Retype every line of the material below without changing anything.

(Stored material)
________________________
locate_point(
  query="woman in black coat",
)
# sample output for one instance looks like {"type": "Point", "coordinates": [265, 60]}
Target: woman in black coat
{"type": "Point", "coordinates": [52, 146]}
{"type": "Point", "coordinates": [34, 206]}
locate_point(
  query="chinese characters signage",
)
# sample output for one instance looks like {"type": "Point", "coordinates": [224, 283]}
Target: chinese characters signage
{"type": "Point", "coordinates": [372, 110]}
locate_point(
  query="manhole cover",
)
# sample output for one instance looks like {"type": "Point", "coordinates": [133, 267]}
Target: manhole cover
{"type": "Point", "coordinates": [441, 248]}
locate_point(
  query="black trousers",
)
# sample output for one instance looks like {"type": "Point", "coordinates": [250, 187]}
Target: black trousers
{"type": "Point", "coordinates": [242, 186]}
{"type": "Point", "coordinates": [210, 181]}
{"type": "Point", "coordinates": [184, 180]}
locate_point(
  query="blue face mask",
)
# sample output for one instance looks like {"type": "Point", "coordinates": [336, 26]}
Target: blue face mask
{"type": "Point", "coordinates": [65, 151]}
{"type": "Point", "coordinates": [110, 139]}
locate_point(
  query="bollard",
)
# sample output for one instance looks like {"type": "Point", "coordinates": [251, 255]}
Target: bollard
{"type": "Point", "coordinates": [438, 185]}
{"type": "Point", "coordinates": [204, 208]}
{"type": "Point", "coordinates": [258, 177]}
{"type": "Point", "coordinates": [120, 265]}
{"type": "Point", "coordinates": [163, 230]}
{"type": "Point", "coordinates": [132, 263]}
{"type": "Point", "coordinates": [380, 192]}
________________________
ANSWER:
locate_point(
  query="woman in black coat",
)
# sample output for one instance looks like {"type": "Point", "coordinates": [265, 60]}
Target: woman in black coat
{"type": "Point", "coordinates": [52, 146]}
{"type": "Point", "coordinates": [34, 206]}
locate_point(
  query="chinese characters signage",
)
# sample output for one instance looks like {"type": "Point", "coordinates": [224, 283]}
Target: chinese characters signage
{"type": "Point", "coordinates": [372, 110]}
locate_point(
  query="manhole cover",
)
# sample output for one instance looks like {"type": "Point", "coordinates": [133, 267]}
Target: manhole cover
{"type": "Point", "coordinates": [441, 248]}
locate_point(
  query="black trousers",
)
# sample output for one instance looks like {"type": "Point", "coordinates": [250, 187]}
Target: black trousers
{"type": "Point", "coordinates": [242, 186]}
{"type": "Point", "coordinates": [210, 181]}
{"type": "Point", "coordinates": [184, 180]}
locate_point(
  query="blue face mask",
)
# sample output for one instance looks like {"type": "Point", "coordinates": [336, 26]}
Target: blue face mask
{"type": "Point", "coordinates": [65, 151]}
{"type": "Point", "coordinates": [110, 139]}
locate_point(
  query="bollard",
)
# sample output for one instance looks like {"type": "Point", "coordinates": [251, 255]}
Target: bollard
{"type": "Point", "coordinates": [438, 185]}
{"type": "Point", "coordinates": [204, 208]}
{"type": "Point", "coordinates": [258, 177]}
{"type": "Point", "coordinates": [120, 265]}
{"type": "Point", "coordinates": [163, 230]}
{"type": "Point", "coordinates": [132, 263]}
{"type": "Point", "coordinates": [380, 192]}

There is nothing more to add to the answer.